-- Goal --
Update each of the items below by changing every "query phrase" to "search phrase" and leaving everything else as it is. Don't include the pictures in your answer.

## Start

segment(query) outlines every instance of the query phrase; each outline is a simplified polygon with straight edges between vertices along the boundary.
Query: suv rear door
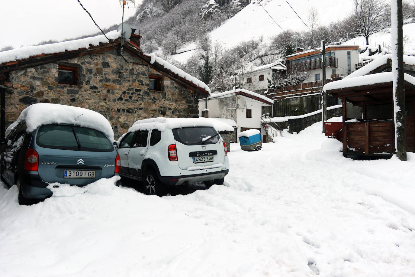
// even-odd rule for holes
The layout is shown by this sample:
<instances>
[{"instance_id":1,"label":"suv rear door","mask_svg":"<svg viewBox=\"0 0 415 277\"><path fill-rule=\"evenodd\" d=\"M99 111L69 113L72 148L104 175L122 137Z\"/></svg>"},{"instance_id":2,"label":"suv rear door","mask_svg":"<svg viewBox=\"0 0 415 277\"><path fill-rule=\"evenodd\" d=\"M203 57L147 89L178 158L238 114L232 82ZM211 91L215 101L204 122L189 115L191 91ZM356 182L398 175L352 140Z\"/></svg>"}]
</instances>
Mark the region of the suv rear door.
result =
<instances>
[{"instance_id":1,"label":"suv rear door","mask_svg":"<svg viewBox=\"0 0 415 277\"><path fill-rule=\"evenodd\" d=\"M128 152L128 165L131 175L140 176L141 164L147 147L149 131L140 130L135 132L132 146Z\"/></svg>"},{"instance_id":2,"label":"suv rear door","mask_svg":"<svg viewBox=\"0 0 415 277\"><path fill-rule=\"evenodd\" d=\"M225 162L222 139L212 127L186 127L172 131L181 169L187 170L191 167L208 167ZM210 139L203 140L209 136Z\"/></svg>"}]
</instances>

## End

-- Expected answer --
segment(query) outlines every instance of the search phrase; each outline is a simplified polygon with straight edges between vertices along the boundary.
Query: suv rear door
// even-odd rule for holes
The layout is shown by this sample:
<instances>
[{"instance_id":1,"label":"suv rear door","mask_svg":"<svg viewBox=\"0 0 415 277\"><path fill-rule=\"evenodd\" d=\"M99 111L69 113L72 148L104 175L122 137Z\"/></svg>"},{"instance_id":2,"label":"suv rear door","mask_svg":"<svg viewBox=\"0 0 415 277\"><path fill-rule=\"evenodd\" d=\"M203 57L147 89L178 158L238 114L232 82ZM211 91L215 101L204 122L189 115L191 91ZM356 182L398 175L352 140Z\"/></svg>"}]
</instances>
Mark the region of the suv rear door.
result =
<instances>
[{"instance_id":1,"label":"suv rear door","mask_svg":"<svg viewBox=\"0 0 415 277\"><path fill-rule=\"evenodd\" d=\"M128 152L128 165L131 175L140 176L141 164L147 147L149 131L140 130L135 132L132 146Z\"/></svg>"},{"instance_id":2,"label":"suv rear door","mask_svg":"<svg viewBox=\"0 0 415 277\"><path fill-rule=\"evenodd\" d=\"M225 162L222 139L212 127L186 127L172 131L181 169L187 170L191 167L208 167ZM210 139L203 140L209 136Z\"/></svg>"}]
</instances>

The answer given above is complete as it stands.